## What you have to do
Extract each line below that contains the string "light" and copy it in full.

## Dataset rows
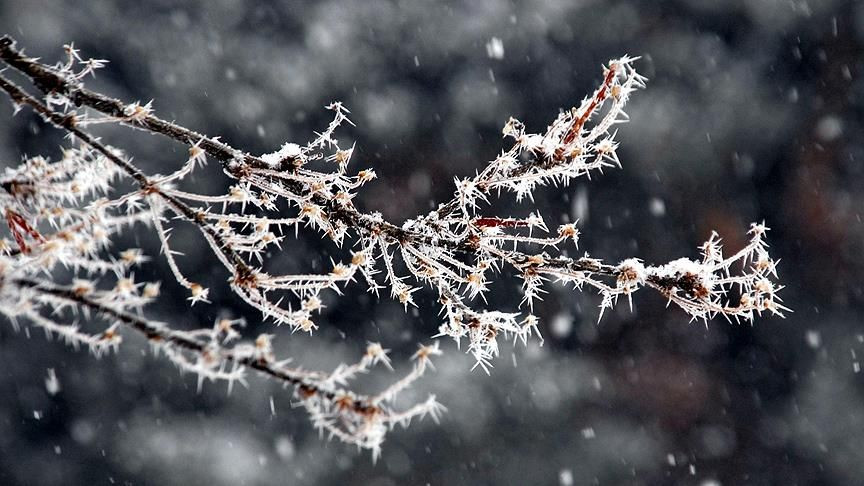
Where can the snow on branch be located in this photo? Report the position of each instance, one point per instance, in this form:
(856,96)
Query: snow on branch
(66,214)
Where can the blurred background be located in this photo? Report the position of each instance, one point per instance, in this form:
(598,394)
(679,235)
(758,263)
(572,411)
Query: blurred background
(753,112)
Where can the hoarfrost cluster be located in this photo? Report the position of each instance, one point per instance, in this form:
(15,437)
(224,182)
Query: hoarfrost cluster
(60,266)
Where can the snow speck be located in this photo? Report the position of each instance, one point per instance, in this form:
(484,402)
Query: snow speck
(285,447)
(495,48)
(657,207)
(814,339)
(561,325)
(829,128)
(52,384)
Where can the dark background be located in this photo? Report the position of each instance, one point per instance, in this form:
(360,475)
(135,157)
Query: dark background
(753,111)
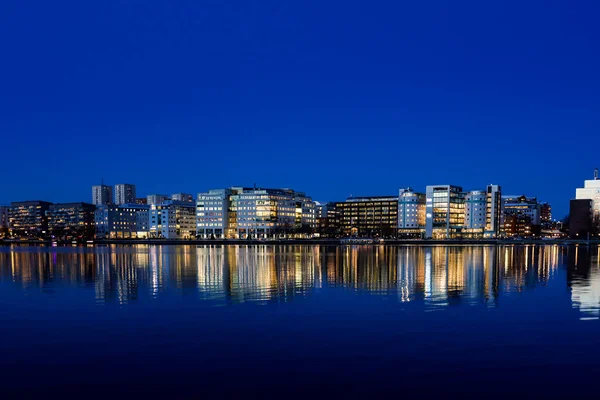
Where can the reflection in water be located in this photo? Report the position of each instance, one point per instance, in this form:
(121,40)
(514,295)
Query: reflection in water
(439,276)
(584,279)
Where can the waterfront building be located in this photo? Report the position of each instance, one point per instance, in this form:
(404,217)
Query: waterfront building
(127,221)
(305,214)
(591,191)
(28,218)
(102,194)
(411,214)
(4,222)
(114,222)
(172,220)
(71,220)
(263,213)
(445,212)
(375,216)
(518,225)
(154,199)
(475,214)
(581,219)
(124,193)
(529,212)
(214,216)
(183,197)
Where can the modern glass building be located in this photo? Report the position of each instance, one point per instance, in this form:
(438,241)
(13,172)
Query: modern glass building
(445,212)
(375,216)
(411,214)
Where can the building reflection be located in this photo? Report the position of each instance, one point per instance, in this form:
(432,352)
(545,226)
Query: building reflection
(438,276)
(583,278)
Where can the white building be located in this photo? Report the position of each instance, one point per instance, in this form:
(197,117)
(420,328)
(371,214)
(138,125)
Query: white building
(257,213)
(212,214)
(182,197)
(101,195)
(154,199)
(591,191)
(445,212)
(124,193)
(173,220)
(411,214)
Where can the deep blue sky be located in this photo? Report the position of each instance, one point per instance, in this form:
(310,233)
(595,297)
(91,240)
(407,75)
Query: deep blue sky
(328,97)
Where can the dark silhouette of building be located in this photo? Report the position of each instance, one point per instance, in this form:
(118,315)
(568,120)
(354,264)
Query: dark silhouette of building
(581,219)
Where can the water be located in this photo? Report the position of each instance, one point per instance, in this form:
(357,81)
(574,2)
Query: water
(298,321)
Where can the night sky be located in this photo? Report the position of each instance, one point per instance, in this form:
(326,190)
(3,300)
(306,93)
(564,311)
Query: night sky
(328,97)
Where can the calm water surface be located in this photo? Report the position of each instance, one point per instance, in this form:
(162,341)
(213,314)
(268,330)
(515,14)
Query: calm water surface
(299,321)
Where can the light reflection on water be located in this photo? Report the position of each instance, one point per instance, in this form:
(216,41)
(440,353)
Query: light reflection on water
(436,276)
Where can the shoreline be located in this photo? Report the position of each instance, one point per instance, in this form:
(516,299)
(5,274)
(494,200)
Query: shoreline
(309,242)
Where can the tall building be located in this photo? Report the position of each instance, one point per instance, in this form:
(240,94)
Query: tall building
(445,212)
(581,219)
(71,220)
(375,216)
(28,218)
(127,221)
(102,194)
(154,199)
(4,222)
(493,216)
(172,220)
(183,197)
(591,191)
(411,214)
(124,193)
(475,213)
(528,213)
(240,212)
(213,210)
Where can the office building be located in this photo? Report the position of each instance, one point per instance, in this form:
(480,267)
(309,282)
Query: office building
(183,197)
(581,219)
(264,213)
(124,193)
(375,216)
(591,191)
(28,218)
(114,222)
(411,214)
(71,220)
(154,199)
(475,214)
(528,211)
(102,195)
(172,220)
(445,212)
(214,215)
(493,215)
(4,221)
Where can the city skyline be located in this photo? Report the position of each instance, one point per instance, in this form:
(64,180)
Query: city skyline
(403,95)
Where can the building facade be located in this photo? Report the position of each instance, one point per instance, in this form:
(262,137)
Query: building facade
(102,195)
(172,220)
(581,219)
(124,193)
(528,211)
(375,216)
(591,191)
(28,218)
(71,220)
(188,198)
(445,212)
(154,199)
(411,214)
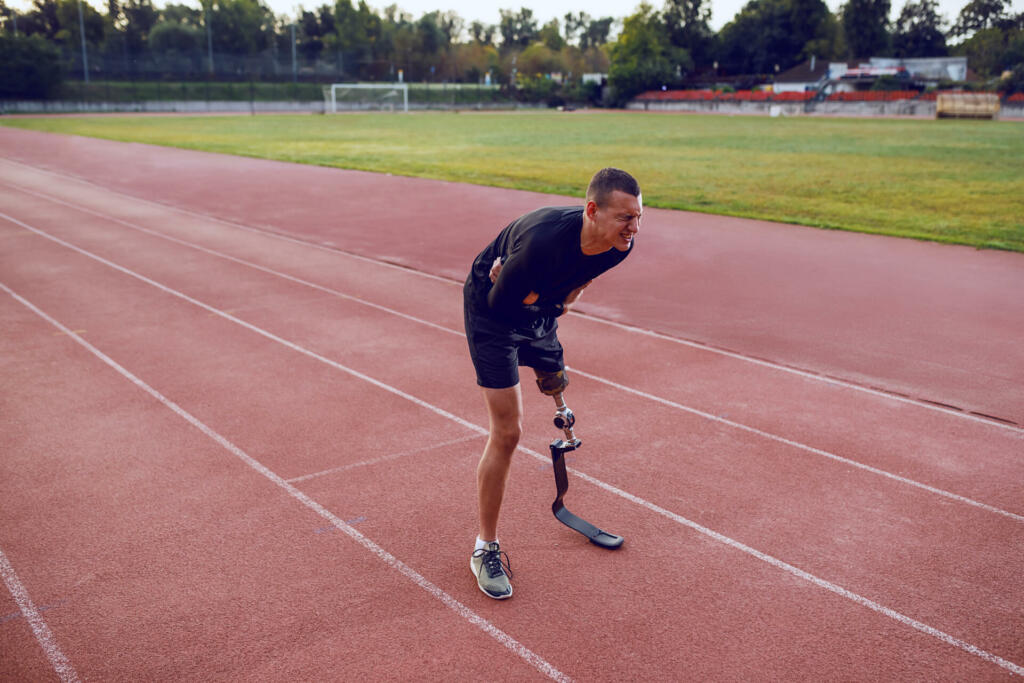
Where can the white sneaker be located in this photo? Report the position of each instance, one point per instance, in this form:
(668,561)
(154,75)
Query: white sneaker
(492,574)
...
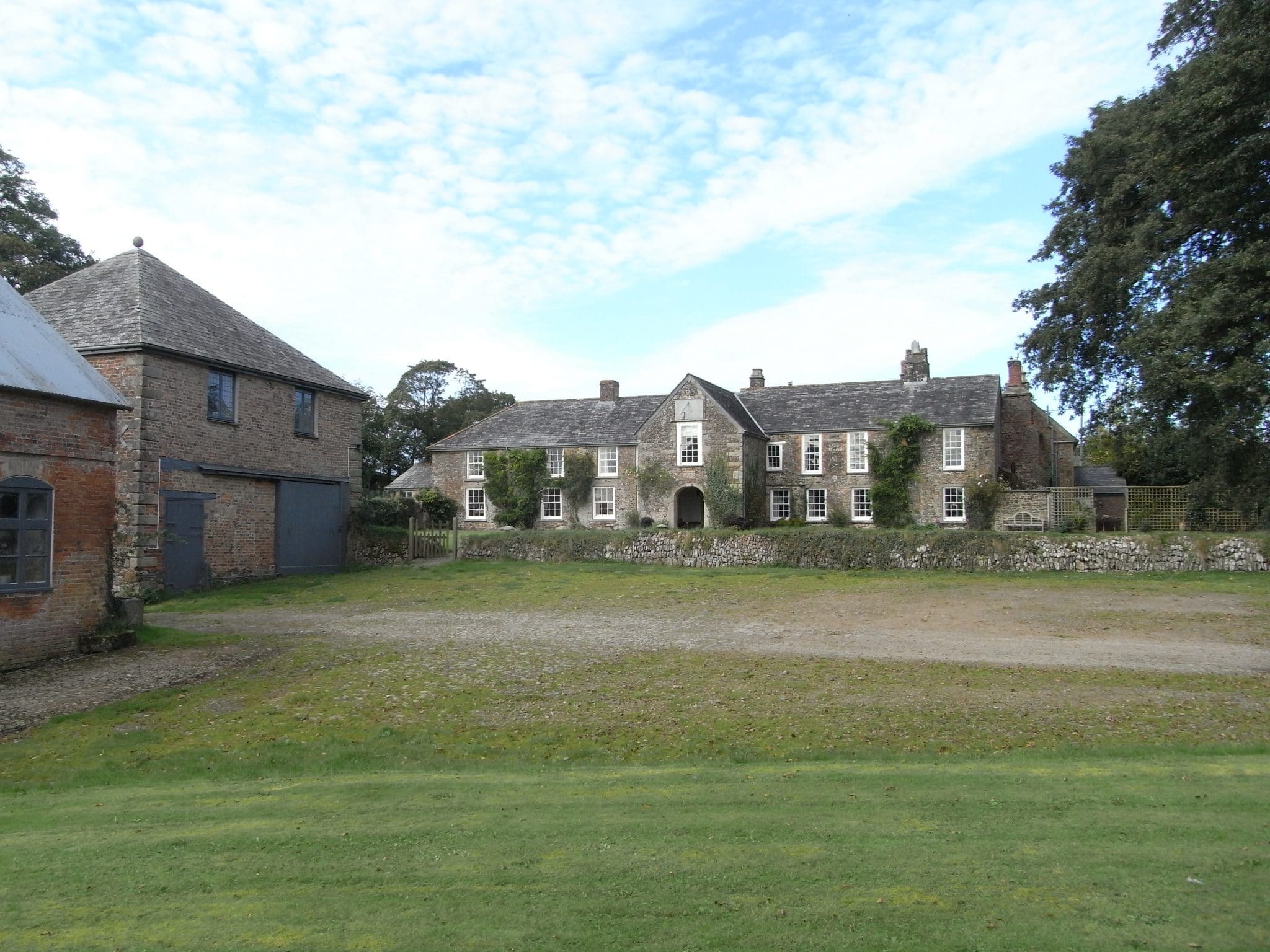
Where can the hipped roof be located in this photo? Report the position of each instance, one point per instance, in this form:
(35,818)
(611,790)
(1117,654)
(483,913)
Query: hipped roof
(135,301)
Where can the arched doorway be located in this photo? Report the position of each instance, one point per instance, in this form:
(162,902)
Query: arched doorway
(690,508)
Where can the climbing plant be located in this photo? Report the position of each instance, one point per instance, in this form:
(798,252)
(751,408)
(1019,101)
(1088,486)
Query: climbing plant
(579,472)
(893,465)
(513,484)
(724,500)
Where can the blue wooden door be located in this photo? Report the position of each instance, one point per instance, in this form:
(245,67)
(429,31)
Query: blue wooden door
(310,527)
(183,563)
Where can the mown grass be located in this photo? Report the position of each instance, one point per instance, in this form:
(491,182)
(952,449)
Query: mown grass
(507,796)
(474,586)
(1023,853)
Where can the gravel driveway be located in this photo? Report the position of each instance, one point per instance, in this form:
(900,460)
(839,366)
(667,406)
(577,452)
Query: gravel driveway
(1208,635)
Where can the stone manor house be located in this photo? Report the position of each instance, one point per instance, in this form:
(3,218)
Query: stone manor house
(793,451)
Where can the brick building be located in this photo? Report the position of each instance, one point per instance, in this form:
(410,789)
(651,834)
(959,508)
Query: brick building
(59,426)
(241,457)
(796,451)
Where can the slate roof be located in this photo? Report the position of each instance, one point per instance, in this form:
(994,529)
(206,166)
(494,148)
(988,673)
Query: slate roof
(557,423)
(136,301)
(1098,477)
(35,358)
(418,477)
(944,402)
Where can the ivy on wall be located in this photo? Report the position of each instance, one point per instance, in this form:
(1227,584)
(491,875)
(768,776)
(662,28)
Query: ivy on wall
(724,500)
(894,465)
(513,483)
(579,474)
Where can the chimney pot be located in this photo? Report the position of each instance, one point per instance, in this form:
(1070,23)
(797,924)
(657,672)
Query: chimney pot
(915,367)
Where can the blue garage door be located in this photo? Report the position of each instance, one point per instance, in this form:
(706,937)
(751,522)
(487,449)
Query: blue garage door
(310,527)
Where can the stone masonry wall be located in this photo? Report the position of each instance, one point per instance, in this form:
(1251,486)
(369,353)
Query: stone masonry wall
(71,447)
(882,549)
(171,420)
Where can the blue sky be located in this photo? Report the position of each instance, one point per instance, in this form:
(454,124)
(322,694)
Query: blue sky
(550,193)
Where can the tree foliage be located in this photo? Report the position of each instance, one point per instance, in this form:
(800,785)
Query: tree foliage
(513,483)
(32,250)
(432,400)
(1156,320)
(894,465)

## Final result
Where can the light reflection on water be located in this photo? Report the position of each instance, one point per instance, in this form:
Query: light reflection on water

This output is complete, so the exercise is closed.